Backend Development

Designing a High-Performance, Multi-Goroutine Socket Server in Go

High-performance networking is one of Go’s strengths. With lightweight goroutines, a rich net package, and strong concurrency primitives, Go is a great fit for …

Leeting Yan 2025-11-25 8 min read 1624 words

High-performance networking is one of Go’s strengths. With lightweight goroutines, a rich net package, and strong concurrency primitives, Go is a great fit for building custom TCP servers, game backends, proxies, and internal protocols.

In this article, we’ll design and implement a high-performance, multi-goroutine socket server in Go, with an architecture you can evolve into a real-world production system.

We’ll cover:

Architecture and design goals
A baseline TCP server
A multi-goroutine concurrency model
Connection limits and backpressure
Request handling with worker pools
Graceful shutdown and observability

1. Goals and Design Principles

We’ll design a server that:

Accepts many concurrent TCP connections.
Handles each connection in dedicated goroutines.
Uses a worker pool for heavier request processing.
Implements backpressure and connection limits.
Supports graceful shutdown (finish in-flight work).
Is easy to extend with custom protocols.

We’ll assume a simple binary protocol:

Each message is length-prefixed with a 4-byte big-endian uint32.
After the length comes that many bytes of payload.
The server echoes the payload back with the same framing.
In a real system, the payload would be JSON, protobuf, etc.

2. Project Layout

A simple layout:

socket-server/
  go.mod
  cmd/server/main.go
  internal/server/config.go
  internal/server/tcp_server.go
  internal/server/worker_pool.go
  internal/protocol/frame.go

For brevity, we’ll inline most code here, but you can easily split into files/modules for your project.

3. Configuration and Constants

Start with some configuration defaults.

package server

import "time"

type Config struct {
    ListenAddr         string        // e.g. ":9000"
----
SET TASKS —
A) Answer these questions from the Go socket server article, one line each:
(i) What kinds of systems does the article name as a good fit for Go?
(ii) How is each message in the assumed protocol prefixed?
(iii) Which file in the project layout sits under internal/protocol?
B) Pick up the Go socket server article from its last line and carry it forward.

SUPPLIED INFORMATION —
----
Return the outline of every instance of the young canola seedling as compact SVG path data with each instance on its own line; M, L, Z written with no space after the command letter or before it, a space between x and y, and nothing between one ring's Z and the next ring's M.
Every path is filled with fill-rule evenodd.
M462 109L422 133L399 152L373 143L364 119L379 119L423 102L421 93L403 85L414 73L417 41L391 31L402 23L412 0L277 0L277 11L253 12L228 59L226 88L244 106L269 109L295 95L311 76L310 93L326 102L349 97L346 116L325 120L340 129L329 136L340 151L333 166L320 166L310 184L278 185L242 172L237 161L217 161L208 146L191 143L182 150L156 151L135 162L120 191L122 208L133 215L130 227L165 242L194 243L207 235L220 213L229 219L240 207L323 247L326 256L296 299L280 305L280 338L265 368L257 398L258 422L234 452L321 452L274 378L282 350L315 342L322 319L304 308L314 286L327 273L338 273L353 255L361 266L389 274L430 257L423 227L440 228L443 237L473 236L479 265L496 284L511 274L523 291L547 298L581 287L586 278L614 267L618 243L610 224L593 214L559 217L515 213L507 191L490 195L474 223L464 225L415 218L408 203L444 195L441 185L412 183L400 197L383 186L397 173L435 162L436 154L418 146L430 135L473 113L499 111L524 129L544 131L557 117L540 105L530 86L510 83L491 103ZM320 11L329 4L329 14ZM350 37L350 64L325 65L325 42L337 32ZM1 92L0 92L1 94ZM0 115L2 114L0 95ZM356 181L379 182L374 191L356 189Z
----
EXPECTED RESULTS —
A)
(i) Custom TCP servers, game backends, proxies, and internal protocols.
(ii) With a 4-byte big-endian uint32 giving the payload length.
(iii) frame.go

B)
    MaxConnections     int           // maximum concurrent clients
    ReadTimeout        time.Duration // per read
    WriteTimeout       time.Duration // per write
    IdleTimeout        time.Duration // overall idle
    WorkerPoolSize     int           // number of workers
    MaxMessageSize     int           // limit message size
    Backlog            int           // optional: backlog for channels
}

func DefaultConfig() Config {
    return Config{
        ListenAddr:     ":9000",
        MaxConnections: 10000,
        ReadTimeout:    10 * time.Second,
        WriteTimeout:   10 * time.Second,
        IdleTimeout:    60 * time.Second,
        WorkerPoolSize: 64,
        MaxMessageSize: 1 << 20, // 1MB
        Backlog:        1024,
    }
}

4. Protocol Framing: Length-Prefixed Messages

Let’s build a simple framing helper so net.Conn operations are clean.

package protocol

import (
    "bufio"
    "encoding/binary"
    "fmt"
    "io"
)

const headerSize = 4 // 4 bytes length prefix

// ReadFrame reads a single length-prefixed message from r.
func ReadFrame(r *bufio.Reader, maxSize int) ([]byte, error) {
    header := make([]byte, headerSize)
    if _, err := io.ReadFull(r, header); err != nil {
        return nil, err
    }

    length := binary.BigEndian.Uint32(header)
    if length == 0 {
        return nil, fmt.Errorf("empty frame")
    }
    if int(length) > maxSize {
        return nil, fmt.Errorf("frame too large: %d > %d", length, maxSize)
    }

    payload := make([]byte, length)
    if _, err := io.ReadFull(r, payload); err != nil {
        return nil, err
    }
    return payload, nil
}

// WriteFrame writes a length-prefixed message to w.
func WriteFrame(w io.Writer, payload []byte) error {
    header := make([]byte, headerSize)
    binary.BigEndian.PutUint32(header, uint32(len(payload)))

    if _, err := w.Write(header); err != nil {
        return err
    }
    _, err := w.Write(payload)
    return err
}

5. Worker Pool for Request Processing

We don’t want each connection goroutine to do heavy CPU or IO work. Instead, we’ll dispatch tasks to a shared worker pool.

package server

import (
    "context"
)

type Task struct {
    ConnID  uint64
    Payload []byte
    ResultC chan []byte
    ErrC    chan error
}

type WorkerPool struct {
    cfg    Config
    tasks  chan Task
    cancel context.CancelFunc
}

func NewWorkerPool(ctx context.Context, cfg Config) *WorkerPool {
    ctx, cancel := context.WithCancel(ctx)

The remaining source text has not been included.